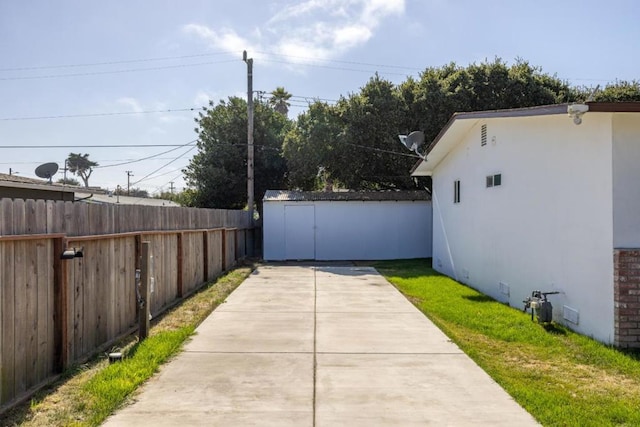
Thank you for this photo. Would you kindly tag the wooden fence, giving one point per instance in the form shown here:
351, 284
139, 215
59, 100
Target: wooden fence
83, 219
56, 312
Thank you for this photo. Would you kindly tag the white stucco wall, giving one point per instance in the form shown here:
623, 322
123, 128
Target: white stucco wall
548, 226
356, 230
626, 180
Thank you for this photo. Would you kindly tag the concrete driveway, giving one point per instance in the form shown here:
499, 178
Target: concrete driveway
320, 346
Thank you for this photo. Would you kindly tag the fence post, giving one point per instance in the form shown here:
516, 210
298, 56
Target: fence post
205, 255
180, 284
145, 303
224, 249
61, 307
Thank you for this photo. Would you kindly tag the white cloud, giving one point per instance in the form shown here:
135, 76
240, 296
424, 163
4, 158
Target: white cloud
225, 39
202, 98
318, 29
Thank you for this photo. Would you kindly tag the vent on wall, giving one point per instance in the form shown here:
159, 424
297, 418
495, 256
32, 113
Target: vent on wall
504, 289
483, 135
570, 314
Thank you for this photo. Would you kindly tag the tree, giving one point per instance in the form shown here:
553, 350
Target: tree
280, 100
218, 172
362, 151
353, 144
308, 145
615, 92
68, 181
80, 165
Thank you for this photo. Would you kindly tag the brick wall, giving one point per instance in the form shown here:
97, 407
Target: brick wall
626, 282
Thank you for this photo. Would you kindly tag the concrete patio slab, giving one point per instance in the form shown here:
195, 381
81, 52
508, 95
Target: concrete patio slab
201, 388
321, 345
403, 389
253, 332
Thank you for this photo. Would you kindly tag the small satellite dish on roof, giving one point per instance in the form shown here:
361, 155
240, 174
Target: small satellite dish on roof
47, 170
413, 141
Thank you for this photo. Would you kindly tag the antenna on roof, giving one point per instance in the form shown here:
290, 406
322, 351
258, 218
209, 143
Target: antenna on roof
413, 142
47, 170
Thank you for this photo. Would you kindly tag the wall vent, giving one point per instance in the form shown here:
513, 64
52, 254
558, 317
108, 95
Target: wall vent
570, 314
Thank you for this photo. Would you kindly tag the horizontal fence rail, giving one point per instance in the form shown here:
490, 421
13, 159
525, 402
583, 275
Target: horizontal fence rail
56, 312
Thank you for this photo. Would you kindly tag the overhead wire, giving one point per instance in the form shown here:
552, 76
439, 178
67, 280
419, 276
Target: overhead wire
165, 165
129, 61
116, 113
147, 158
130, 70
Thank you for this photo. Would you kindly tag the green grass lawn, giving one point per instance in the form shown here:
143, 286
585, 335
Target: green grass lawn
560, 377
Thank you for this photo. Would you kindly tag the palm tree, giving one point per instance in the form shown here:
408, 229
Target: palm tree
79, 164
279, 100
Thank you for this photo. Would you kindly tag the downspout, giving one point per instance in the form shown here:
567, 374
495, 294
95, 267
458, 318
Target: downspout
436, 206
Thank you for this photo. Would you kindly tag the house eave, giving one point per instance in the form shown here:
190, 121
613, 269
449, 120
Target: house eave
460, 123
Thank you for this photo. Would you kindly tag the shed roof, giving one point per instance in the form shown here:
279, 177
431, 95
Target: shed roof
344, 196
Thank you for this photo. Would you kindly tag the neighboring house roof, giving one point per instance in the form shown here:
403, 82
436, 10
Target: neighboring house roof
461, 123
19, 187
343, 196
123, 200
22, 179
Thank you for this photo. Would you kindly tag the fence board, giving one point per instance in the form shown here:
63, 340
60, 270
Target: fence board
78, 320
44, 279
192, 256
22, 315
7, 301
215, 253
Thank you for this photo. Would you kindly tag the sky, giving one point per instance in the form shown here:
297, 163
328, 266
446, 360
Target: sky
122, 80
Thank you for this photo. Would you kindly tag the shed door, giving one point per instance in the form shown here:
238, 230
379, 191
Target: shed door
299, 232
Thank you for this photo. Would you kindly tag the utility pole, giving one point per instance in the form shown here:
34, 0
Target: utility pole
250, 203
129, 175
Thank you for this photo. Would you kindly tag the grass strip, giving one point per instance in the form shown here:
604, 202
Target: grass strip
560, 377
89, 393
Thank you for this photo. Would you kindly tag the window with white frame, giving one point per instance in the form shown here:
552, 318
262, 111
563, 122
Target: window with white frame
494, 180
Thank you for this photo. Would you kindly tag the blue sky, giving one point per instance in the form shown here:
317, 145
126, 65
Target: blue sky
112, 59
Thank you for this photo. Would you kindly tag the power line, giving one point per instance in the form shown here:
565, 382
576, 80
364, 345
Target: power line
146, 158
336, 68
164, 166
131, 70
117, 113
91, 146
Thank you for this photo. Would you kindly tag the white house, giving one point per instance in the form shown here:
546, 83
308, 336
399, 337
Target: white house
539, 199
346, 225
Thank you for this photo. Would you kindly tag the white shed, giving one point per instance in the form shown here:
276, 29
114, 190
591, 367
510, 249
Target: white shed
346, 225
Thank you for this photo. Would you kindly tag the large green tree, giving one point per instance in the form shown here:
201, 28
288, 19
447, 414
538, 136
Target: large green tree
362, 151
80, 165
218, 172
309, 145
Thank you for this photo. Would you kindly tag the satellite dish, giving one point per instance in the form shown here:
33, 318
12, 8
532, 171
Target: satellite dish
413, 141
47, 170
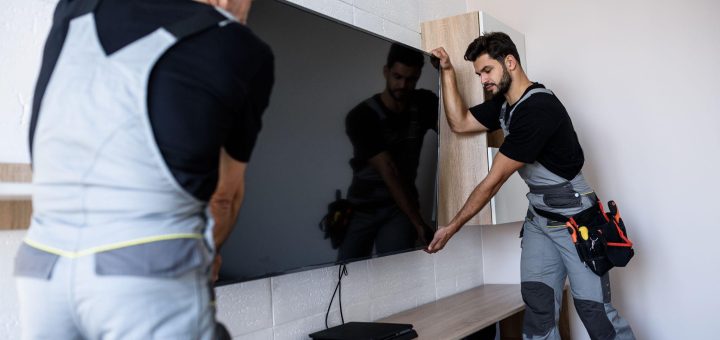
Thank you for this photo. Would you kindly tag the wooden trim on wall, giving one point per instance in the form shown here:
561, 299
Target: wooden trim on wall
13, 172
463, 158
15, 214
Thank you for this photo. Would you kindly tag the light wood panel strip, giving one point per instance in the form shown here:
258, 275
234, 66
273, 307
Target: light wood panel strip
15, 214
463, 158
11, 172
462, 314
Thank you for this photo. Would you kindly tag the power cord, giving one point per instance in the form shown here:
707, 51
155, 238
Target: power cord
342, 271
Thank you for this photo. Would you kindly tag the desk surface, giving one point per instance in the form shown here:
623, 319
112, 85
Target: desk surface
464, 313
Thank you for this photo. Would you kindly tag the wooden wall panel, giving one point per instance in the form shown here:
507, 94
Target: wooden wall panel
15, 172
463, 158
15, 214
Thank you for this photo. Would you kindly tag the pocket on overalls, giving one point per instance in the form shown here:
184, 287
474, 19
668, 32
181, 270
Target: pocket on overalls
34, 263
168, 258
562, 200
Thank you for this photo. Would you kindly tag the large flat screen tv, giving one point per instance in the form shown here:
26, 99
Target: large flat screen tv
329, 128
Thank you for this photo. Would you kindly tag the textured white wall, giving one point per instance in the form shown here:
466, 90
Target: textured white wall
639, 79
283, 307
22, 35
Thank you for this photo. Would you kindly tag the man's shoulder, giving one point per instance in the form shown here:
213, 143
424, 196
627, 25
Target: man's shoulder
543, 101
365, 111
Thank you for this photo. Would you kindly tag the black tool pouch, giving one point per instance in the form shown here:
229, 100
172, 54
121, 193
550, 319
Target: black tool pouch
337, 220
600, 238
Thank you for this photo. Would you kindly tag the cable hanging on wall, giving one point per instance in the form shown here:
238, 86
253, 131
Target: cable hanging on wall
342, 271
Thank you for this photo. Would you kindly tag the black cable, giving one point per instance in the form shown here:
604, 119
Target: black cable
342, 271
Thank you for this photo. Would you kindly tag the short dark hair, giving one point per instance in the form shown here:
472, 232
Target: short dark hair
497, 45
404, 55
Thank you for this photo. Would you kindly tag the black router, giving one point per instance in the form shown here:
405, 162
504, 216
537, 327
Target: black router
367, 331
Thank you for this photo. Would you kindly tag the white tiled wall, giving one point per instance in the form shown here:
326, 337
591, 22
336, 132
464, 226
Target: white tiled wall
294, 305
278, 308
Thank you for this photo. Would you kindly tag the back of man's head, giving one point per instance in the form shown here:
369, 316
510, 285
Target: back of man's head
404, 55
497, 45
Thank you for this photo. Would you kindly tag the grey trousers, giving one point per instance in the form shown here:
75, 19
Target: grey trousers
77, 303
548, 258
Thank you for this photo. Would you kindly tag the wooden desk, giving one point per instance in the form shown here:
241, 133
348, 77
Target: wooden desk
464, 313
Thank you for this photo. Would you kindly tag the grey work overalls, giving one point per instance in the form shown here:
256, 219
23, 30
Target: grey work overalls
549, 256
117, 249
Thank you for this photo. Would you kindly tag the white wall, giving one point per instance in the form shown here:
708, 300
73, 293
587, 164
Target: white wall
639, 79
284, 307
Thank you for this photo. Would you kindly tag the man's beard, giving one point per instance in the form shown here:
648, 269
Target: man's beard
503, 86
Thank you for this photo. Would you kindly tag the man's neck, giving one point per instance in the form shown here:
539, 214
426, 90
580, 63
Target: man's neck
517, 88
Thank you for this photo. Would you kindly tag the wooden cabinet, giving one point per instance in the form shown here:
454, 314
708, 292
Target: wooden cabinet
15, 196
465, 159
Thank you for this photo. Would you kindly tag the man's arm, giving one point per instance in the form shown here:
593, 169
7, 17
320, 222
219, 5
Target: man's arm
503, 167
384, 164
227, 198
459, 117
225, 203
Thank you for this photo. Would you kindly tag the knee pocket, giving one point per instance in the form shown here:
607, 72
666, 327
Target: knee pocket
595, 319
540, 312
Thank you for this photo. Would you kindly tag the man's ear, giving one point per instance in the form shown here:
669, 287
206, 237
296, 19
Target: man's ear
510, 62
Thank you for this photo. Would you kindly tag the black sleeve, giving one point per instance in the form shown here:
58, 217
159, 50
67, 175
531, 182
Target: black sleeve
53, 45
530, 129
248, 121
429, 108
488, 113
364, 128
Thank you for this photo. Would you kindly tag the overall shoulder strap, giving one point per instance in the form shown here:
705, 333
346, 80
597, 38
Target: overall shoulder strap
522, 99
199, 22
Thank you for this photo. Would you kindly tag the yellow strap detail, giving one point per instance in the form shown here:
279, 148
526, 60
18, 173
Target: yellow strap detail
112, 246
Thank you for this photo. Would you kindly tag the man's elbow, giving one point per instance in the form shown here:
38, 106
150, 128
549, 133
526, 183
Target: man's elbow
459, 128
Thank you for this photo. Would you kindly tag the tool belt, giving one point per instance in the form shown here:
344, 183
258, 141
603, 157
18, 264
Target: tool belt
335, 223
600, 237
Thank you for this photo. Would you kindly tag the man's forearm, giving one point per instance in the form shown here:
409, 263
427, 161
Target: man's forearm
480, 197
225, 209
455, 108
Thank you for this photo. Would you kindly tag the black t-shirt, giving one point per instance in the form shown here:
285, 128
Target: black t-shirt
206, 92
370, 134
540, 130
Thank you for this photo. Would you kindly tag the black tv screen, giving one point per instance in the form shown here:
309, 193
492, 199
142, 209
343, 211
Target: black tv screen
322, 134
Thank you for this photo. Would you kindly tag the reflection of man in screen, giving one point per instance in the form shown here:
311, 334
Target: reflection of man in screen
386, 132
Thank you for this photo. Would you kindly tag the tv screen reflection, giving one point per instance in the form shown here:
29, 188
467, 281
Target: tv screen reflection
344, 167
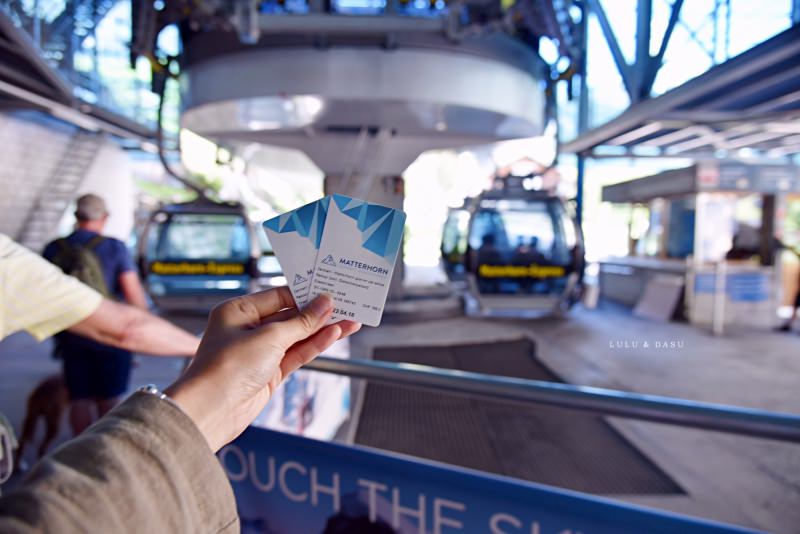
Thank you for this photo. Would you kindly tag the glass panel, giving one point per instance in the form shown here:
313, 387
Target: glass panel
200, 237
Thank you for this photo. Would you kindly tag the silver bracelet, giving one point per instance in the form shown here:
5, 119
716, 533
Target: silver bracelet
152, 389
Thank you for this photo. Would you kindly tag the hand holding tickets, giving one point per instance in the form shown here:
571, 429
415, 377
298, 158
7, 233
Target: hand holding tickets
341, 246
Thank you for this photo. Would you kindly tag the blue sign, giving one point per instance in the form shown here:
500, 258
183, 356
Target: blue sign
739, 287
286, 484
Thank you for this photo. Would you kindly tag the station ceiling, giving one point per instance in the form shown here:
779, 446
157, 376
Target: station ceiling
747, 107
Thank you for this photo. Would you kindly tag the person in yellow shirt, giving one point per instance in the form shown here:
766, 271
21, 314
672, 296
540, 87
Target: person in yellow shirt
35, 296
149, 464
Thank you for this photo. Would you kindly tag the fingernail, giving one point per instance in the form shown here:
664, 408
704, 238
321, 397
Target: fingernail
320, 305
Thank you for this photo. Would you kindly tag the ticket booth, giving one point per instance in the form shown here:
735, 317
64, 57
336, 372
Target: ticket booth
713, 245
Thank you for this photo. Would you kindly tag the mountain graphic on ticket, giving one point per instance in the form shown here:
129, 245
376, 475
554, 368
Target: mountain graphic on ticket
341, 246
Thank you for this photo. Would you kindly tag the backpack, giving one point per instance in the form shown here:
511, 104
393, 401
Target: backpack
82, 262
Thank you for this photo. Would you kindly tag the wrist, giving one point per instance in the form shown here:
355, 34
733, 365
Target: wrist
197, 407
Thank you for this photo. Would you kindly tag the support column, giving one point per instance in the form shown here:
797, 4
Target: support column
386, 190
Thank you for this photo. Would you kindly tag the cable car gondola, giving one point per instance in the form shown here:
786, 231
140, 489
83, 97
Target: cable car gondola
193, 255
519, 251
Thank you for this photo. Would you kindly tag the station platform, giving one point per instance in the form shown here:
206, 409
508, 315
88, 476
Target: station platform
745, 481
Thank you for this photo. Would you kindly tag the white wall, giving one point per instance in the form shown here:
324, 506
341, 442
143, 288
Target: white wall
31, 148
111, 177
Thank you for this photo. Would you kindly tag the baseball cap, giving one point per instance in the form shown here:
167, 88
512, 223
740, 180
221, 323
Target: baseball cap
90, 208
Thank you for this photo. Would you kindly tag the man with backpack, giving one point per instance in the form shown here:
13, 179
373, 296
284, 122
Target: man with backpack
96, 375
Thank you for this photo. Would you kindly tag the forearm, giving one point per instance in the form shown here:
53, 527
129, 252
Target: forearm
145, 332
142, 468
136, 330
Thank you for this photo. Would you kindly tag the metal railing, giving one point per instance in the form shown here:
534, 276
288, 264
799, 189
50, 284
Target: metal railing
681, 412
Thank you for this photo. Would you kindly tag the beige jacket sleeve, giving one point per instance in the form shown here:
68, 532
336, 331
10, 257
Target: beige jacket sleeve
144, 467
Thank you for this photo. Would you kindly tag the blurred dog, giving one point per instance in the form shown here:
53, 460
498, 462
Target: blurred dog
47, 401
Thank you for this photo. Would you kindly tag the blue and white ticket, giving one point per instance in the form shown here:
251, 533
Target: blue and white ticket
341, 246
356, 257
295, 237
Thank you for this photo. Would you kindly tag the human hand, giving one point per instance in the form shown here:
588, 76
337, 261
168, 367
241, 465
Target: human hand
251, 345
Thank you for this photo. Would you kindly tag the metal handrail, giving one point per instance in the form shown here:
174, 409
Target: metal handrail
681, 412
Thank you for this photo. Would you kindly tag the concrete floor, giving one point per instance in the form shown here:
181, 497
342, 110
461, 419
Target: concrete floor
741, 480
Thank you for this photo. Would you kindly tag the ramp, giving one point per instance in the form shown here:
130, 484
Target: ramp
548, 445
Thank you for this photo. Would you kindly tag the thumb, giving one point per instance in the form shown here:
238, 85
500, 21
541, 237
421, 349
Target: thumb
306, 323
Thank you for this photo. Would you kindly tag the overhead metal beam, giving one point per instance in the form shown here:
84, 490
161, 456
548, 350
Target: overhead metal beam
658, 60
27, 51
595, 7
780, 48
78, 117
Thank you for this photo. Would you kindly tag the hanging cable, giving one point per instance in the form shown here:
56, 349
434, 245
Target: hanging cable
161, 75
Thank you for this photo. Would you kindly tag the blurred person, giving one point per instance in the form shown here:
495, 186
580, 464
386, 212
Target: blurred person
35, 296
149, 464
96, 374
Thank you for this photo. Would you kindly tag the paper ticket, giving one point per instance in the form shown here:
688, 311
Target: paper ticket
356, 257
295, 237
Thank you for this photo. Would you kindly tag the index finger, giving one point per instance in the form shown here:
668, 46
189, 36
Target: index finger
250, 311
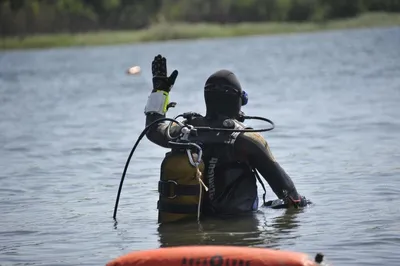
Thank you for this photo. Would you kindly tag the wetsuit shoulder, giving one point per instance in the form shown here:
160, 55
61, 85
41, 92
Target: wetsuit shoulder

# Stated task:
Reproduce the listing above from the line that contains "Thank you for this photo. Would you kindly tag the paper" through its final line, exactly and with nothing added. Omit the images.

# Output for this exercise:
Thank you for this photo. Would you kindly tag the paper ticket, giving one point per instance in the form shown here:
688, 311
Target: paper ticket
356, 257
295, 237
Thank you for this photo. Would you kindly tag the index finger, giving one point per instance in the form shown here:
668, 46
189, 36
Target: index finger
250, 311
Thank you for this photo. Would you kindly tag the wetsuit shoulder, giving one point per instance in the form shown here:
160, 55
61, 85
41, 92
Target: wetsuit shoulder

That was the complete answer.